### [Activity]
Within the records below, reproduce without change the lines from the line that has "Target: white spot on wing" through the line that has "Pin the butterfly body", and only those.
*** Opening of Material for this exercise ***
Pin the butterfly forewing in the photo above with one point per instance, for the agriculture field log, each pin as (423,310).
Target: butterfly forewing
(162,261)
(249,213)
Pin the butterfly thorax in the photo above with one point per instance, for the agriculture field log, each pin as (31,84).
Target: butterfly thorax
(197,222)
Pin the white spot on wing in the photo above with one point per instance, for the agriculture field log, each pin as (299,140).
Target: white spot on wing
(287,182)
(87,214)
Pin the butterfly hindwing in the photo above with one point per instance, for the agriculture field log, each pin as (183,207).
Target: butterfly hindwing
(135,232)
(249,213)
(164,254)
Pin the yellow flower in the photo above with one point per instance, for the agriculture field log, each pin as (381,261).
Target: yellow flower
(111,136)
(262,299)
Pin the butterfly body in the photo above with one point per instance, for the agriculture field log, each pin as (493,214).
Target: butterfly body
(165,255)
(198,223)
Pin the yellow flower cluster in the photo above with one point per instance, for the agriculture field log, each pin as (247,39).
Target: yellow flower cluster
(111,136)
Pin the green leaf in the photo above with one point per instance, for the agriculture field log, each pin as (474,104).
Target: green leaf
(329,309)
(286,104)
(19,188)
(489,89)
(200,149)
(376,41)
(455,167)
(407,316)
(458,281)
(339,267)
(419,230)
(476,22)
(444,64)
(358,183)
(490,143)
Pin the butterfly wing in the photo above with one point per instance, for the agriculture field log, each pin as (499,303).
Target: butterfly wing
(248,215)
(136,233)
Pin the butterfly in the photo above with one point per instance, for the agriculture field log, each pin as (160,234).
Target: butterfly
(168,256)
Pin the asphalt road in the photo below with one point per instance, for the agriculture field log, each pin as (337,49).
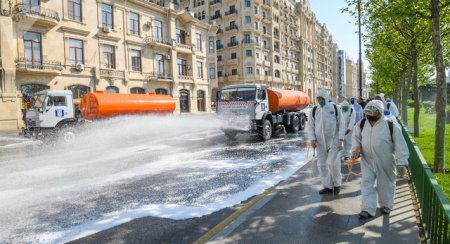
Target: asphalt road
(135,180)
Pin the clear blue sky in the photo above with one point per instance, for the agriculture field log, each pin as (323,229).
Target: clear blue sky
(340,25)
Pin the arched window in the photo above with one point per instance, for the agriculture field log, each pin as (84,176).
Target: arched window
(161,91)
(277,73)
(184,101)
(201,103)
(112,89)
(79,91)
(137,90)
(29,89)
(277,59)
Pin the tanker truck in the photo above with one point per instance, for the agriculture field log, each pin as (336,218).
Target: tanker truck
(260,109)
(53,112)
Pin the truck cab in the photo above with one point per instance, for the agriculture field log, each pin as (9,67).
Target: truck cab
(49,109)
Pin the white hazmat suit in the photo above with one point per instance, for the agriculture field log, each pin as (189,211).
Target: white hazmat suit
(378,164)
(326,130)
(349,118)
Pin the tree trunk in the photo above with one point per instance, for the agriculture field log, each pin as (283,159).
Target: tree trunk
(441,98)
(416,91)
(406,96)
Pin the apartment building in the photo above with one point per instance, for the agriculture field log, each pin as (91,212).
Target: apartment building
(351,86)
(120,46)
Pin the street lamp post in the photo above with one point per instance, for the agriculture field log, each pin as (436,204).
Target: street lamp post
(360,53)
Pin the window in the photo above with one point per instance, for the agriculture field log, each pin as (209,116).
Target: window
(277,73)
(107,15)
(212,71)
(74,10)
(112,89)
(180,36)
(201,101)
(182,66)
(247,38)
(76,51)
(249,70)
(157,30)
(211,44)
(137,90)
(199,41)
(200,70)
(136,60)
(79,91)
(109,57)
(134,23)
(32,44)
(161,91)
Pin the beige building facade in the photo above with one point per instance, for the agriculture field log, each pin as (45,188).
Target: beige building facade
(121,46)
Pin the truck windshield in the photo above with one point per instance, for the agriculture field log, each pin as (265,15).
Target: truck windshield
(38,100)
(238,94)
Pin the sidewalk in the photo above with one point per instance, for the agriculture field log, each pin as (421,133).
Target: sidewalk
(295,212)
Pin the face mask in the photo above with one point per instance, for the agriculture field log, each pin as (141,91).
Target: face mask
(372,118)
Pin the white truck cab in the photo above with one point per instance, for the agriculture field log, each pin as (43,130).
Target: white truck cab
(49,109)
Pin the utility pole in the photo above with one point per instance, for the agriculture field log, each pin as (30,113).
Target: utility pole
(360,52)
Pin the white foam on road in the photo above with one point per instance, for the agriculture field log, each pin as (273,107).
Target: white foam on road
(174,211)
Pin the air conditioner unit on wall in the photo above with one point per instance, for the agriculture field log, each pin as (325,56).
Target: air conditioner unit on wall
(79,66)
(106,29)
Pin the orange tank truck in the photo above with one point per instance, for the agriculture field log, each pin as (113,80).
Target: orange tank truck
(100,104)
(289,100)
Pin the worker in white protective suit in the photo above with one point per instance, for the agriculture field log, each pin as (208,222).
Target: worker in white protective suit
(378,140)
(386,111)
(359,114)
(392,108)
(326,134)
(349,116)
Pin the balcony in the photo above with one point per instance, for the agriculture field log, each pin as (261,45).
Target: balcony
(112,73)
(230,28)
(36,15)
(233,78)
(158,76)
(232,61)
(186,78)
(231,12)
(211,3)
(45,67)
(233,44)
(157,41)
(216,16)
(185,48)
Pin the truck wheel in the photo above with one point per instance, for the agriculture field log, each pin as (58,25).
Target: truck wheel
(230,134)
(295,125)
(266,130)
(302,122)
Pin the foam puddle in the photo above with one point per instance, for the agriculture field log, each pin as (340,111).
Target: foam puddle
(184,165)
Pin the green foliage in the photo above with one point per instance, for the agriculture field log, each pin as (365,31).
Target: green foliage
(429,107)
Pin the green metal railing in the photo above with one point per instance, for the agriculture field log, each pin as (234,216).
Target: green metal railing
(433,205)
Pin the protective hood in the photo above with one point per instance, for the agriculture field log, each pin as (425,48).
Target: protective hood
(375,105)
(345,103)
(324,94)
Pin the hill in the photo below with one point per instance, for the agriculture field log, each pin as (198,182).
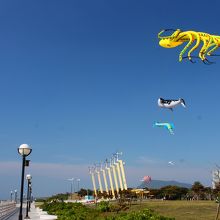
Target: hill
(157,184)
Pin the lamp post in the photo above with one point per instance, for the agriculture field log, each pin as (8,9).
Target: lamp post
(11,195)
(28,177)
(24,150)
(16,195)
(71,186)
(30,196)
(78,180)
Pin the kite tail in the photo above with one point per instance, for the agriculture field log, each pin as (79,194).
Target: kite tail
(183,103)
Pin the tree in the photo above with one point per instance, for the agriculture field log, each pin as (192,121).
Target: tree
(198,190)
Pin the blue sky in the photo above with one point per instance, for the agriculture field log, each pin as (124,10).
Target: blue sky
(80,80)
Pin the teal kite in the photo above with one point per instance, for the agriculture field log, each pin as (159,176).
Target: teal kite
(168,126)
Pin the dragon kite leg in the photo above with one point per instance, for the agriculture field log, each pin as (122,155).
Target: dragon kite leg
(210,43)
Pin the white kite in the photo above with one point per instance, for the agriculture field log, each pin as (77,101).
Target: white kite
(171,103)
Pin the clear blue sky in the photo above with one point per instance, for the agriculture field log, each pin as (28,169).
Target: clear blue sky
(80,80)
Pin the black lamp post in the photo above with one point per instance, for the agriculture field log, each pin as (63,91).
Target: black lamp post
(30,196)
(11,195)
(24,150)
(28,177)
(16,195)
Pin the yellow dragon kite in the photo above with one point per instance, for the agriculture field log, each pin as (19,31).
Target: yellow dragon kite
(210,43)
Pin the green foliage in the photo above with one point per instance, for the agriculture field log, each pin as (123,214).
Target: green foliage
(145,214)
(103,206)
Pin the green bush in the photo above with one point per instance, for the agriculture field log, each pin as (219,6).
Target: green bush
(103,206)
(77,211)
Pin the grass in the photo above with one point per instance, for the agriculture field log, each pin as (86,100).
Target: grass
(181,210)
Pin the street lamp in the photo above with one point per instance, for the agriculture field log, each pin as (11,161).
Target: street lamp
(72,186)
(16,195)
(28,177)
(78,180)
(24,150)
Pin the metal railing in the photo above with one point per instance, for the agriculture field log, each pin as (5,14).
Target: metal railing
(6,208)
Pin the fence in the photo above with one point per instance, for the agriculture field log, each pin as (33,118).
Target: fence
(6,208)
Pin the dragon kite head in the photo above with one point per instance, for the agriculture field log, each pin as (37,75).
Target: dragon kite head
(169,41)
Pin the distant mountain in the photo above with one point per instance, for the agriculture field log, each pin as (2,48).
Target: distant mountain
(157,184)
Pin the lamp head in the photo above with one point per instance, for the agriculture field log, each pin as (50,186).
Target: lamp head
(28,177)
(24,150)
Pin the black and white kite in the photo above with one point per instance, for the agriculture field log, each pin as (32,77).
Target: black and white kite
(170,104)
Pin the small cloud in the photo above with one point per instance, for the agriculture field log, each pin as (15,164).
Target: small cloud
(171,163)
(146,160)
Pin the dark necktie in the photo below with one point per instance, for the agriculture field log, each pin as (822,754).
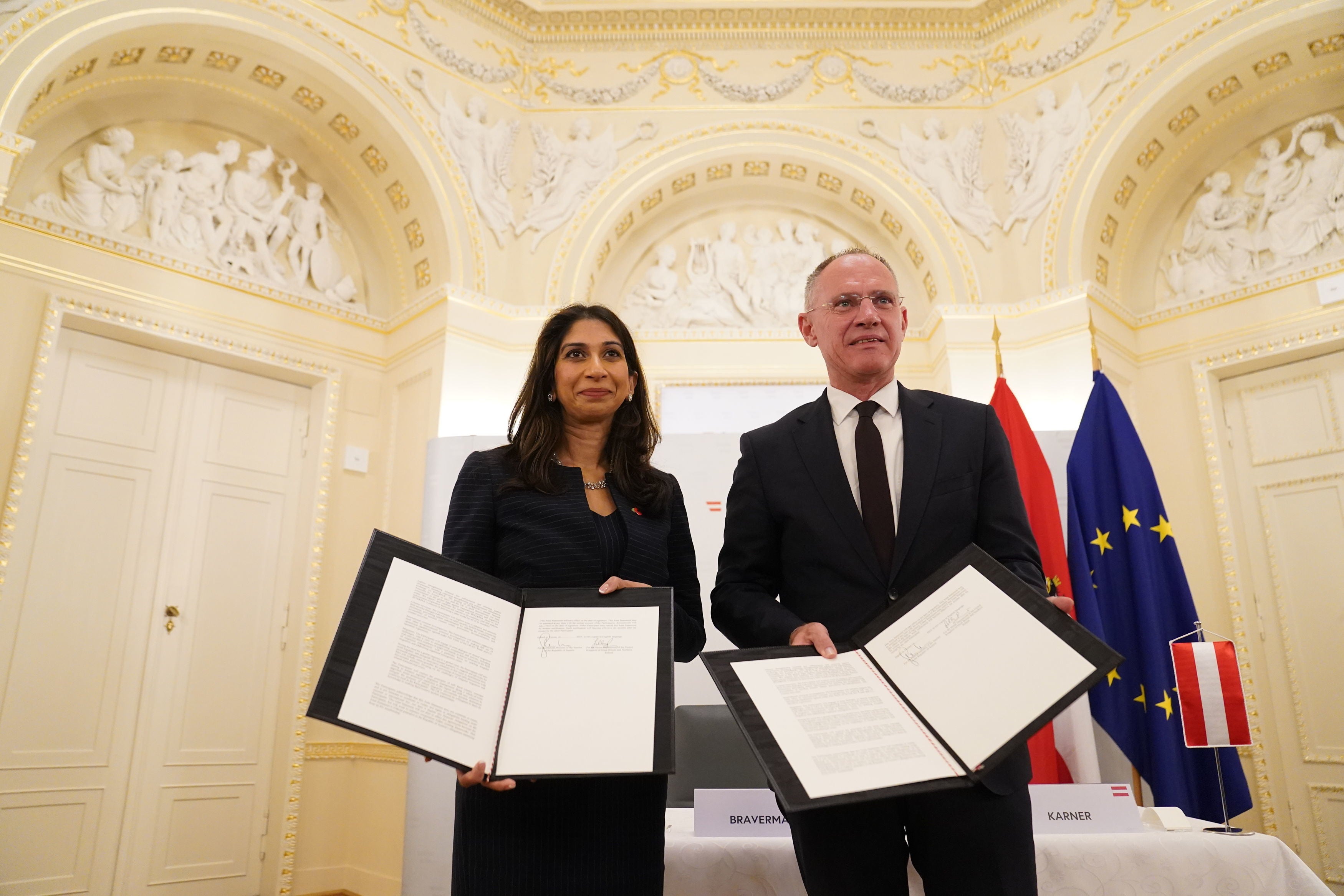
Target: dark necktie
(874,485)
*** Close of Material for this exercise ***
### [Exercise result]
Target: white spot on wing
(287,182)
(87,214)
Pin the butterfly hindwing in the photo above with one point per instance, for the agriculture field log, each pin as (183,207).
Target: butterfly hindwing
(135,232)
(249,213)
(164,254)
Pin the yellow flower in the photo above with one point per instance, for the agriculture field log, each pin as (381,261).
Target: yellow flower
(111,136)
(262,299)
Pin the butterfly body in the photo above with one point per instance, for the agriculture field log, each pin as (493,214).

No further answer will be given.